_WHAT THE TASK REQUIRES_
Pull out each line of the material that contains the word "whose" and copy those lines in full.
— START OF LISTING —
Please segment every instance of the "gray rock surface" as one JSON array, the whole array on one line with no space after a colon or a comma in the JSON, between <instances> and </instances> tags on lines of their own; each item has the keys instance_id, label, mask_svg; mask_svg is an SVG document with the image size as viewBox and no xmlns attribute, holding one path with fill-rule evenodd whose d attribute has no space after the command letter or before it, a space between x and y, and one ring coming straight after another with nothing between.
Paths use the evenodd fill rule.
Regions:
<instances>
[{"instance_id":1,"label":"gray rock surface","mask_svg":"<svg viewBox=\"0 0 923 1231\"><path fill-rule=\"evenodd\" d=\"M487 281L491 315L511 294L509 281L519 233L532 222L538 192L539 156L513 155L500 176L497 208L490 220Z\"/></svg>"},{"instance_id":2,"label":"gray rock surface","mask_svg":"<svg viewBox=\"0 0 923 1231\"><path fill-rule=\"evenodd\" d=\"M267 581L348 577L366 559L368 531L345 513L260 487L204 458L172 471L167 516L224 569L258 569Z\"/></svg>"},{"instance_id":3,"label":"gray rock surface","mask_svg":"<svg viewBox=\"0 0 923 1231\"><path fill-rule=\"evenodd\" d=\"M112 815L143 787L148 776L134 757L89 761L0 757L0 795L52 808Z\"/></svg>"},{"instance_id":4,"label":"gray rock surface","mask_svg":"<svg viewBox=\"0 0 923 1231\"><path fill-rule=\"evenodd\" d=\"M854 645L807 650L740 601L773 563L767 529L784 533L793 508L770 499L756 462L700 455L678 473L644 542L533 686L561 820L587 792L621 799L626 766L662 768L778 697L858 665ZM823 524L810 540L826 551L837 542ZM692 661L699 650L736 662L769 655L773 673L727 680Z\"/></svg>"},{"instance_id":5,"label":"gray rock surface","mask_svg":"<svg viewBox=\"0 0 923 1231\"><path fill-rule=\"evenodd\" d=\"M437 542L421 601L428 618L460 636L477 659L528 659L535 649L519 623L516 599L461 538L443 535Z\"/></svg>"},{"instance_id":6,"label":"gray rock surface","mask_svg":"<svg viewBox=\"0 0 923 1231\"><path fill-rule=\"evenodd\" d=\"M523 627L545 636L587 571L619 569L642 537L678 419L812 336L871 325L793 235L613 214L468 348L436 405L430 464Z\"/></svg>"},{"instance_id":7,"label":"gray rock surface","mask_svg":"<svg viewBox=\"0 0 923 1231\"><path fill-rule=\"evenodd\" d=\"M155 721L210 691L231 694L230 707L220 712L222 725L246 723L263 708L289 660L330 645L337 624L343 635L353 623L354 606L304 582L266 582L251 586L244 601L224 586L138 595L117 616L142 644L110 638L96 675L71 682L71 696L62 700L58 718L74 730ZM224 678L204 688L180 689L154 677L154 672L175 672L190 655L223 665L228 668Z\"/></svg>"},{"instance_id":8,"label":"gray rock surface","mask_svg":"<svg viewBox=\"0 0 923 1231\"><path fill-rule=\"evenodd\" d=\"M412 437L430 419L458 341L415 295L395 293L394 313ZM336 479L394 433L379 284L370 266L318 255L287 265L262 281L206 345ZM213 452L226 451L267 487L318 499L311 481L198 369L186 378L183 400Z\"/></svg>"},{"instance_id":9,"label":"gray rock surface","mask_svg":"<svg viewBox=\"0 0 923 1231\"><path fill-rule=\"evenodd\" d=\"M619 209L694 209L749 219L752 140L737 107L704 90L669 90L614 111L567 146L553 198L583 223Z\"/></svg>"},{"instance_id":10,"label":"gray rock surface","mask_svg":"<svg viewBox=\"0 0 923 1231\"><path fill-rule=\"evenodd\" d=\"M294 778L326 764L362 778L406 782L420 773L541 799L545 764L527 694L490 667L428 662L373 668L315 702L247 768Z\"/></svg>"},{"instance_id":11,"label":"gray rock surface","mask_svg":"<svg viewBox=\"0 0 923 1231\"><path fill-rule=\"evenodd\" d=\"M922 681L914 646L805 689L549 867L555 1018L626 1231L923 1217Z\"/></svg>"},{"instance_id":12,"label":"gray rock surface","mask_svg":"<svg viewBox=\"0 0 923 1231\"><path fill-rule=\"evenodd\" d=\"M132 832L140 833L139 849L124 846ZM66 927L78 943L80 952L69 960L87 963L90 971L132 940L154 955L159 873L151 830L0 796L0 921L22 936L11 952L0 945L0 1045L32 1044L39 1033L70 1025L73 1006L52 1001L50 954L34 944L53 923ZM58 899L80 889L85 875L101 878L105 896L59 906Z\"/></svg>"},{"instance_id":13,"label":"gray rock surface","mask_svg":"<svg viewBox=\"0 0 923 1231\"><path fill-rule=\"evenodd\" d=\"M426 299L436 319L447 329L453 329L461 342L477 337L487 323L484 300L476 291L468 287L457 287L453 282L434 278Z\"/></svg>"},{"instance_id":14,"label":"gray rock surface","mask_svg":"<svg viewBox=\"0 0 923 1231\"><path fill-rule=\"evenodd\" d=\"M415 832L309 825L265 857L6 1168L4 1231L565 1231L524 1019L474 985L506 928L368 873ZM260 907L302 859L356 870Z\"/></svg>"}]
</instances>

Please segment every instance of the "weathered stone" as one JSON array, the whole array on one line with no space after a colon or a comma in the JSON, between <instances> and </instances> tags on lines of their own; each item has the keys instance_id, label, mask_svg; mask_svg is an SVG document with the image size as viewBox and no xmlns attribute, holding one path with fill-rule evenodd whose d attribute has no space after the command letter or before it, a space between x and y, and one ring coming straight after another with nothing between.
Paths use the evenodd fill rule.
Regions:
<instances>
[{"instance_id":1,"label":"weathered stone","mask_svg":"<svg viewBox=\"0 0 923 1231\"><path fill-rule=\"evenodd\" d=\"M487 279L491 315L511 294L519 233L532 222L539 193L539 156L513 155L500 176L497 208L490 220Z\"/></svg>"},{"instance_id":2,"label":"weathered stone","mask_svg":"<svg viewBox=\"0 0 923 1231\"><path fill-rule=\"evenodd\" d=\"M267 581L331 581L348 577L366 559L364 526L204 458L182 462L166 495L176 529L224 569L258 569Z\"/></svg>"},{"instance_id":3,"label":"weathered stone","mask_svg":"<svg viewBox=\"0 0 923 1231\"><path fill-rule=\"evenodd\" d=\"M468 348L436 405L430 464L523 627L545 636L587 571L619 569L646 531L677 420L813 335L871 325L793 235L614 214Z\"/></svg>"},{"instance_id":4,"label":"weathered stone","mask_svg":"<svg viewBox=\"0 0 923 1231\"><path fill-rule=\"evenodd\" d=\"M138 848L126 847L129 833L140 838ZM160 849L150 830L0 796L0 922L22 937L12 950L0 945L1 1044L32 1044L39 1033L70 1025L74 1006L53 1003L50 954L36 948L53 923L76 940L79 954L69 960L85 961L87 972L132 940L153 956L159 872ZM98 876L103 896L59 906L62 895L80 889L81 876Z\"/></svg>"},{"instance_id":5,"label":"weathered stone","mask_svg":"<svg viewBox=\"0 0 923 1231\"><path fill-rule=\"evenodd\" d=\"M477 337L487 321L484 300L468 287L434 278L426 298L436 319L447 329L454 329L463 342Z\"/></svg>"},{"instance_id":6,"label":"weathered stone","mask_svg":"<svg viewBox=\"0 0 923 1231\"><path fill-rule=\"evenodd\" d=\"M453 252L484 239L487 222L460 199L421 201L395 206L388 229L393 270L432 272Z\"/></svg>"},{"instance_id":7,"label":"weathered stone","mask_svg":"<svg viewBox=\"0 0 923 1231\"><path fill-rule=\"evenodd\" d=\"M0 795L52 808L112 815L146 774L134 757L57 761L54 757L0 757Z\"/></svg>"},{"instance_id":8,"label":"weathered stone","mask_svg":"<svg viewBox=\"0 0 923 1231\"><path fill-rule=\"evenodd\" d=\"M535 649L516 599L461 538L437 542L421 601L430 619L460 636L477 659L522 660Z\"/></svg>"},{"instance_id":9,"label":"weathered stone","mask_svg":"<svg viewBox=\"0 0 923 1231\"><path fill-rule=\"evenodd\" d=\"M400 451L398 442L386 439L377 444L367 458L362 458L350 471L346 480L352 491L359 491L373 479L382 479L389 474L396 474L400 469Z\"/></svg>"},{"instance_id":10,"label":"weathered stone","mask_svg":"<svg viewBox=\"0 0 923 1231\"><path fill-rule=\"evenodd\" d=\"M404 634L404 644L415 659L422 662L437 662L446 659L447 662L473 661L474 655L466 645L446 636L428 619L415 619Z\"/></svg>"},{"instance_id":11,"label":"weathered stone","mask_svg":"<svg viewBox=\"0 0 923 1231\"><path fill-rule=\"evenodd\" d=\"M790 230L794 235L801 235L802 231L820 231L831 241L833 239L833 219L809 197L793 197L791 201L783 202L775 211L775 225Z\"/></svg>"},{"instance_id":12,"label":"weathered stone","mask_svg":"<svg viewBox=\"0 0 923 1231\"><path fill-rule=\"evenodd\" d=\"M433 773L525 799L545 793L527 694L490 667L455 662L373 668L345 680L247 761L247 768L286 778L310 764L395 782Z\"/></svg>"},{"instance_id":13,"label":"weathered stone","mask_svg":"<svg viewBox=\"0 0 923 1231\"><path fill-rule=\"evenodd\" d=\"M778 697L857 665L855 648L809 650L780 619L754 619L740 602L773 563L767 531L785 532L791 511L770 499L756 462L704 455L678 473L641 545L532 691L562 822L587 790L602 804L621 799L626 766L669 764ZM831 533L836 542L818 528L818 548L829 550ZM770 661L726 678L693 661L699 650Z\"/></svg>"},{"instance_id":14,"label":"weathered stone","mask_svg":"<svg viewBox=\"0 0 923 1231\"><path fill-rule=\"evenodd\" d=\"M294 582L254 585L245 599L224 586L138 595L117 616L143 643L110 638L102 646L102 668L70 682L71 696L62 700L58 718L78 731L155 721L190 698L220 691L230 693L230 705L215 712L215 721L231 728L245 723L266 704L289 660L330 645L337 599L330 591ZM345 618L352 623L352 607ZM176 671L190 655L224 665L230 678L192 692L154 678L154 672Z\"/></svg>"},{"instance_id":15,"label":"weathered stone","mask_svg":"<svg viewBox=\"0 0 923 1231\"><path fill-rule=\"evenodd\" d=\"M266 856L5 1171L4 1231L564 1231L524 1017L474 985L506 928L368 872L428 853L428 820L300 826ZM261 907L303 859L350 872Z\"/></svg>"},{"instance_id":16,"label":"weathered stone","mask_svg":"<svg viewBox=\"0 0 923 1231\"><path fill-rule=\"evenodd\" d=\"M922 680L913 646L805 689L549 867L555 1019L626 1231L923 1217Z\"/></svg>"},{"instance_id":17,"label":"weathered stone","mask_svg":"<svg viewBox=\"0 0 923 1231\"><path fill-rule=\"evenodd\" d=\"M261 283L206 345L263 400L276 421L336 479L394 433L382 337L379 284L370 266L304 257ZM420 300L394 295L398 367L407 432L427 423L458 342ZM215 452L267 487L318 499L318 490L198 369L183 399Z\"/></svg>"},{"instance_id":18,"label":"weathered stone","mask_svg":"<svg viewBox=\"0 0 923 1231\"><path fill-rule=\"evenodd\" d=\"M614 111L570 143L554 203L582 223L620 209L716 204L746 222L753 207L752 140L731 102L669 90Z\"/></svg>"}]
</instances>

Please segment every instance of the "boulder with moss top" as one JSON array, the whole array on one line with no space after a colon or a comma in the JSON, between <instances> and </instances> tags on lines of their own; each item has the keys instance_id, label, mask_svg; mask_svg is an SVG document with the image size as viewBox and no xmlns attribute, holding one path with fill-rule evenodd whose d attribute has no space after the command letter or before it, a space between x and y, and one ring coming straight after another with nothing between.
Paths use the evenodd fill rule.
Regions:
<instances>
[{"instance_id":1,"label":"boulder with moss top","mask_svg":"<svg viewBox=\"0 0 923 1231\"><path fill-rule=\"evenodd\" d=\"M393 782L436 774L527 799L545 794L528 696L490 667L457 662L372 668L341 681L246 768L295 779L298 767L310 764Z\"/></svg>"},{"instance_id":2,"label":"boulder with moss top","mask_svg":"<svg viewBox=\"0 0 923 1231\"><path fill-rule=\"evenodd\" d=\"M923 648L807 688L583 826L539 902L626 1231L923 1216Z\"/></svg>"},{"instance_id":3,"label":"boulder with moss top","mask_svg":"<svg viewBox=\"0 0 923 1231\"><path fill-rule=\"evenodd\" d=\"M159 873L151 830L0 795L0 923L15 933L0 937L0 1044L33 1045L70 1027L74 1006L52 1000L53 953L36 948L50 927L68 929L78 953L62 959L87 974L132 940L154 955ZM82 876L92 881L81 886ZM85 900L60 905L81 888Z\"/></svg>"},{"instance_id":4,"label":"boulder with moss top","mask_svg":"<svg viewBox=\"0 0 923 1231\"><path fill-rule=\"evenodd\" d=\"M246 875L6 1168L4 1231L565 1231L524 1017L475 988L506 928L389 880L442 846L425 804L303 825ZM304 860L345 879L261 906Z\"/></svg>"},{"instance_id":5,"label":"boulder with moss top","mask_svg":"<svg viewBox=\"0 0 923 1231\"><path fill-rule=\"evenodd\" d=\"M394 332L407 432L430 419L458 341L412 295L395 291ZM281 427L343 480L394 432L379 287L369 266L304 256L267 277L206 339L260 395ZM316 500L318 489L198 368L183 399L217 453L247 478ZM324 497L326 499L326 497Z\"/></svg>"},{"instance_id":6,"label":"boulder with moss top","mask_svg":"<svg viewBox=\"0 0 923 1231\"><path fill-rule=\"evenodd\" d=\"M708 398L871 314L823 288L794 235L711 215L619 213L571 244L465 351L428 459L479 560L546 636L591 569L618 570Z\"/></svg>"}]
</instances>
— END OF LISTING —
_SOLUTION FOR THIS EXERCISE_
Please segment every instance of the "gray rock surface" as one JSON array, the whole array on one line with no space after a colon or a comma in the JSON, between <instances> and </instances> tags on lines of their own; each item has the keys instance_id, label, mask_svg; mask_svg is an SVG document with the image size as viewBox and no xmlns attribute, holding one path with fill-rule evenodd whose d attribute has no space after the command letter or before it, a space between x and y, and one ring coming straight after another with nothing between.
Please segment every instance of the "weathered stone" as one JSON array, the whole array on one line with no space after a colon or a comma in the JSON, between <instances> and </instances> tags on lines of their own; each item has the keys instance_id, label, mask_svg; mask_svg is an SVG document with the image size as viewBox and no xmlns attribute, holding one path with fill-rule evenodd whose d attribute has no space after the command letter or before it, a space between x and y, and one ring coming straight after another with nothing between.
Please segment every instance of the "boulder with moss top" as one JSON array, the whole array on one line with no space after a colon or a comma in the JSON, between <instances> and </instances> tags on lines of their own; each item has the keys instance_id, label, mask_svg; mask_svg is an SVG document with the image size as viewBox and no xmlns attribute, holding one path with fill-rule evenodd whose d attribute has no space after the command letter or before it, a space between x and y, and one ring coming straight after another with nothing between.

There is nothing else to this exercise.